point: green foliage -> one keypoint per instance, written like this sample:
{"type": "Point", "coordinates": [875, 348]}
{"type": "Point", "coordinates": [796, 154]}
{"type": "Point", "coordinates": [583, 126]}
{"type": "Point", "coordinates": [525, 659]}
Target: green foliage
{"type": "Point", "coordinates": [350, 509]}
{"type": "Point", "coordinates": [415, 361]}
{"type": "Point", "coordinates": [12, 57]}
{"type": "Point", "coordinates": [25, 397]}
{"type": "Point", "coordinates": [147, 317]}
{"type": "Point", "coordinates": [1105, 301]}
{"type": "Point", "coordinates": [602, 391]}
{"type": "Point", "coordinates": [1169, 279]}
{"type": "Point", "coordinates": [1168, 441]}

What the task asks |
Reproduce every line of the records above verbatim, without changing anything.

Output of the exercise |
point: green foliage -> one keypoint per instance, written like this sample:
{"type": "Point", "coordinates": [875, 348]}
{"type": "Point", "coordinates": [796, 154]}
{"type": "Point", "coordinates": [583, 126]}
{"type": "Point", "coordinates": [525, 659]}
Target: green foliage
{"type": "Point", "coordinates": [350, 509]}
{"type": "Point", "coordinates": [415, 361]}
{"type": "Point", "coordinates": [12, 57]}
{"type": "Point", "coordinates": [25, 397]}
{"type": "Point", "coordinates": [147, 317]}
{"type": "Point", "coordinates": [1105, 301]}
{"type": "Point", "coordinates": [602, 391]}
{"type": "Point", "coordinates": [1169, 279]}
{"type": "Point", "coordinates": [1168, 441]}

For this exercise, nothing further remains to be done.